* [DOCUMENT PASSAGE]
★ ★ ★ ★ ★
Google is releasing a new version of Chrome this week and it includes a number of new features, such as an improved ad blocker and Spectre mitigations. The best new feature in Chrome 64 is the ability to permanently mute websites that autoplay videos. This feature was teased for several months, but now it's finally here. The Independent reports: To mute a site that automatically plays videos, users will need click the View Site Information symbol, which may look like a green padlock, on the left-hand edge of the omnibar -- the address bar combined with the Google search box. Then they will need to select Sound. Once the website is muted, it will not automatically play videos with sound again until you unmute it.

20 of 89 comments (clear)

  1. Autoplay whitelist by Anonymous Coward · · Score: 5, Insightful

    How about Google disable autoplay by default and allow us to whitelist sites that we want to allow autoplay on? Give control back to the users. Oh right, users are the product, and Google is focused on their customers (advertisers).

    1. Re: Autoplay whitelist by Anonymous Coward · · Score: 2, Insightful

      The fuck?

      You are defending autoplay videos... You either work for Google, Facebook, or are a complete fucking moron.

    2. Re:Autoplay whitelist by flopsquad · · Score: 5, Insightful

      Agreed. This solution is nice if there's a few websites that you visit regularly that are so afflicted

      And this story pops up right next to one about CNN...

      Fuck autoplay video at the top of every page, and double fuck turning it into a tiny sidebar video and restarting it after you scroll past it.

      --
      Nothing posted to /. has ever been legal advice, including this.
    3. Re: Autoplay whitelist by gnick · · Score: 2

      You either work for Google, Facebook...
★ ★ ★ ★ ★
* [DATA SECTION]
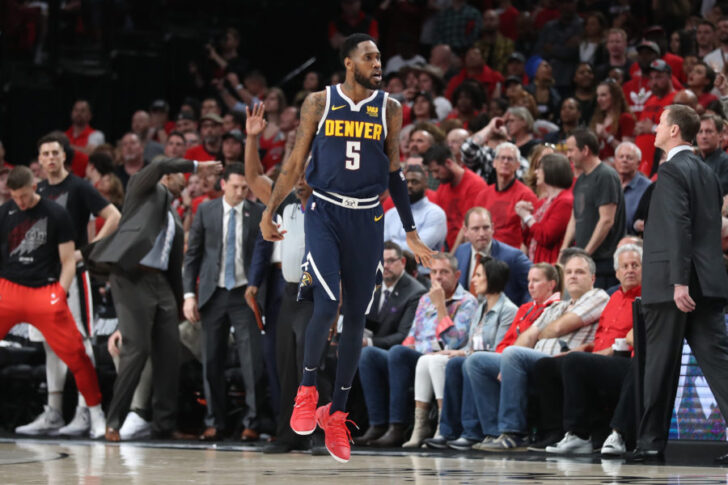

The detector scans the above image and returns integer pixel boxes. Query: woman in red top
[589,79,636,160]
[495,263,564,353]
[515,153,574,263]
★ ★ ★ ★ ★
* [CHALLENGE 1]
Summarize the Chrome 64 page in two sentences.
* [CHALLENGE 2]
According to the Chrome 64 page, after a website is muted, until when will it stop automatically playing videos with sound?
The material after the Chrome 64 page is separate from the page itself.

* [TASK SOLUTION 1]
Chrome 64 adds new features, including an improved ad blocker, Spectre mitigations, and a way to permanently mute websites that autoplay videos: click the View Site Information symbol on the left edge of the omnibar, then select Sound. In the comments, one reader asks Google to disable autoplay by default and let users whitelist sites, and another agrees, noting that the mute option is nice for a few regularly visited sites that have the problem.

* [TASK SOLUTION 2]
Until the user unmutes it.